WHAT IS ASKED
Determine how many lines of the records below contain the string "sliced". Reply with the number only.

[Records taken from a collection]
________________

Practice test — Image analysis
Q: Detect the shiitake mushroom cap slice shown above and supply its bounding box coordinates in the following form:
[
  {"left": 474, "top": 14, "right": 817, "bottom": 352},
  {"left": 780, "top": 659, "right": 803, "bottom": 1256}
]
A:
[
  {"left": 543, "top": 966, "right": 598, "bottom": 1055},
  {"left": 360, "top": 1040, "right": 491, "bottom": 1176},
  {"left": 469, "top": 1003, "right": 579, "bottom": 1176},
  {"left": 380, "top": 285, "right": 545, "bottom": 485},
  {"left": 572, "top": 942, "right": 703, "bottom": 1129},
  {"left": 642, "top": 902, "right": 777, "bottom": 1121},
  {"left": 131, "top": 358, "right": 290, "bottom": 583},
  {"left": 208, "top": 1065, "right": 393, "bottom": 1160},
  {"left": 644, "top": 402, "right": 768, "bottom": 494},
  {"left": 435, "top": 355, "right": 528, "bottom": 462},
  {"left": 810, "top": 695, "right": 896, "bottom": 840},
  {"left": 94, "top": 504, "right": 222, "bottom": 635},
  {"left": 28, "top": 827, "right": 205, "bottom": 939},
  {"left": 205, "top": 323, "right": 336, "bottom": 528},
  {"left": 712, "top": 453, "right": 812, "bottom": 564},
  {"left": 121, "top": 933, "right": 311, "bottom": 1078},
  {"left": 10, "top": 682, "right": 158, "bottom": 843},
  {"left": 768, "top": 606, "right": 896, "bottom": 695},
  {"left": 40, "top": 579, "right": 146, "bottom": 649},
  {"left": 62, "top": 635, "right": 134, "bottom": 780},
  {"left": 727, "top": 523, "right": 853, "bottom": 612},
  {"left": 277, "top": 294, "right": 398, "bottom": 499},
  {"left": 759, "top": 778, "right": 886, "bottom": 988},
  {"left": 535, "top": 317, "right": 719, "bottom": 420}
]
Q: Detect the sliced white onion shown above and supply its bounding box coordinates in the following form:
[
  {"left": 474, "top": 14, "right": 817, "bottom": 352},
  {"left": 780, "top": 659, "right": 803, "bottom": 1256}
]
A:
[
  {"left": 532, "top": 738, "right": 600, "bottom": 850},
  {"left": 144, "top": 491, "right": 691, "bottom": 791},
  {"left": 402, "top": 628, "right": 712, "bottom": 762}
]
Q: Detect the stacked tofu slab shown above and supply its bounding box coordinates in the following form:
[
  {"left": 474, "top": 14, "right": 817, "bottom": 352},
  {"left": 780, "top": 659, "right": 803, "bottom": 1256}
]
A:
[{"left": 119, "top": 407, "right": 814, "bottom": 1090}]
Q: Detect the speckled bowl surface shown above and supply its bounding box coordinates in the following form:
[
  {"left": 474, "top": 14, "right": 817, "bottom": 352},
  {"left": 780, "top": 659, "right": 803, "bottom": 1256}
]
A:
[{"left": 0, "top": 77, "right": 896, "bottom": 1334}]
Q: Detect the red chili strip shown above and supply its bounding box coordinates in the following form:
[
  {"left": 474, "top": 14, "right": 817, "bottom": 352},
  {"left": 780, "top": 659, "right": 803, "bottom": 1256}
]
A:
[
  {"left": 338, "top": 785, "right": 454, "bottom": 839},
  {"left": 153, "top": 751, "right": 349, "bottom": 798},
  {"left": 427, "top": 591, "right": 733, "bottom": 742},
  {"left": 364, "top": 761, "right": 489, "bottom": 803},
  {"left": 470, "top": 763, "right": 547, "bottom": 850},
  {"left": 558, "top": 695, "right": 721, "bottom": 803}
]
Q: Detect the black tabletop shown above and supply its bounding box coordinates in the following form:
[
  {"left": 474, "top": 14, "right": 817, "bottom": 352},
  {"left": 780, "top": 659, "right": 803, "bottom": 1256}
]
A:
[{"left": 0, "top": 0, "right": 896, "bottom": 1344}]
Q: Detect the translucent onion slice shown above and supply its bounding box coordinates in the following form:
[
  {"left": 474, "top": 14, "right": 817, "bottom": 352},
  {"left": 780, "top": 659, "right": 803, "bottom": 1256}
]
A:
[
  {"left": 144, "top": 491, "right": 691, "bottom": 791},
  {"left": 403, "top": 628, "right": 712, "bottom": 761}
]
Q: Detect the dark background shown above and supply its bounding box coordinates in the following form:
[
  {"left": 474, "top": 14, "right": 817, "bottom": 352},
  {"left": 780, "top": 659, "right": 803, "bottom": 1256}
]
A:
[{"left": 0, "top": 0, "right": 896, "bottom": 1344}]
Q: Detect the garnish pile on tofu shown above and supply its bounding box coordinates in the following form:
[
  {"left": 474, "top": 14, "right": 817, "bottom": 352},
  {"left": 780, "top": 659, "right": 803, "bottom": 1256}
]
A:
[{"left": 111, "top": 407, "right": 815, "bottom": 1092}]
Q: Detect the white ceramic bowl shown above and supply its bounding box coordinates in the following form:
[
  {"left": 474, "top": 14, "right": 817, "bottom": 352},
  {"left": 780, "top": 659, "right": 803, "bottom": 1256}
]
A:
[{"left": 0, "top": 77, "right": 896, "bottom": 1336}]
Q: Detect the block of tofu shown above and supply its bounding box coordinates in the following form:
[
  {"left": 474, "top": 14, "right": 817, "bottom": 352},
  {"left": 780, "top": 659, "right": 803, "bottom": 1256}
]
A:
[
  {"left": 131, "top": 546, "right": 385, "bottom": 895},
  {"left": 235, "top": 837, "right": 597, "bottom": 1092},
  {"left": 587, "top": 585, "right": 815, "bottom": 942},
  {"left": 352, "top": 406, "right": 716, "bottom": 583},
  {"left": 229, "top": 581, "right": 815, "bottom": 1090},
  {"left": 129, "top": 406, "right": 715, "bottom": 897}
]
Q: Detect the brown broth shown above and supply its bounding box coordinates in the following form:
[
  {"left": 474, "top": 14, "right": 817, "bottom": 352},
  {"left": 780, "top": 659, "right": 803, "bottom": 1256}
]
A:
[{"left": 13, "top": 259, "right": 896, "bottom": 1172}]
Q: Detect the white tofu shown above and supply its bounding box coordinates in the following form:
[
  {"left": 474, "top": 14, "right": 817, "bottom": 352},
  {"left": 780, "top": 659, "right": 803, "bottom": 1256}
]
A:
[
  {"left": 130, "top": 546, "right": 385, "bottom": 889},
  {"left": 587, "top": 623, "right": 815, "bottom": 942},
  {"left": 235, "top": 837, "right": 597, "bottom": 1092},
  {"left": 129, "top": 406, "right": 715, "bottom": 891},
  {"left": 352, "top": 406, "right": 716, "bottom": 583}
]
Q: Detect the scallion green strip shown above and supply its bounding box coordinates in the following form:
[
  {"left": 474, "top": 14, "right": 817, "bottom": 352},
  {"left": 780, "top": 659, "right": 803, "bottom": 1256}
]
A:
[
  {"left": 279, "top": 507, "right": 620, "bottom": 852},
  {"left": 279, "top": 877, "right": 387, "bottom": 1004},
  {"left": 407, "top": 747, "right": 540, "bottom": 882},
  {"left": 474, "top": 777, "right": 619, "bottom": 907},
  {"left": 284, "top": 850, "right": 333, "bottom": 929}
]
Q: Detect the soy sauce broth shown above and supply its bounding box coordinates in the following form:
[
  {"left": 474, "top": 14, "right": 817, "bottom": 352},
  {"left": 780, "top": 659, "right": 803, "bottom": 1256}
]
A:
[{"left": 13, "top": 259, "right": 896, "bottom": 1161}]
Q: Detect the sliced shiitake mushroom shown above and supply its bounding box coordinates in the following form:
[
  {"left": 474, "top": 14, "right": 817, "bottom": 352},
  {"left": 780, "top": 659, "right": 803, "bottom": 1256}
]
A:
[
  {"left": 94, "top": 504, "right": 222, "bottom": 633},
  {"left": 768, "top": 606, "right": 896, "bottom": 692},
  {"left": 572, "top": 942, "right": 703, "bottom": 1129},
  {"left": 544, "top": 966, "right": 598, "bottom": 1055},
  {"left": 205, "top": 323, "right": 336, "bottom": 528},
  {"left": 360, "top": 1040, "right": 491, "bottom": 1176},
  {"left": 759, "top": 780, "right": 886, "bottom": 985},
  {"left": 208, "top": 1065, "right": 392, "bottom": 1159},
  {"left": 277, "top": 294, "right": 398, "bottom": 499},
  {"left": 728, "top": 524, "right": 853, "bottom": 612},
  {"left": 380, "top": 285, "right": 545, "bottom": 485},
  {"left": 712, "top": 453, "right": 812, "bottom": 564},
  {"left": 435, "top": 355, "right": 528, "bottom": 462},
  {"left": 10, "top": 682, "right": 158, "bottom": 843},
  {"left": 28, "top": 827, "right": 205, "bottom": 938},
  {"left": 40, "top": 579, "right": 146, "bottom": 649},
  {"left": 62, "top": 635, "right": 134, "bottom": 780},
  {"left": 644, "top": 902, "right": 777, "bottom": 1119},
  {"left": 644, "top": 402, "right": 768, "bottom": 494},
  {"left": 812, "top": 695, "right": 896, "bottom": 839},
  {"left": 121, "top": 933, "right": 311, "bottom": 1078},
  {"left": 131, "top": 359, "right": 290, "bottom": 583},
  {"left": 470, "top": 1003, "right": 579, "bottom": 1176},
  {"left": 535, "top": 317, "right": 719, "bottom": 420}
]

________________

RESPONSE BELOW
2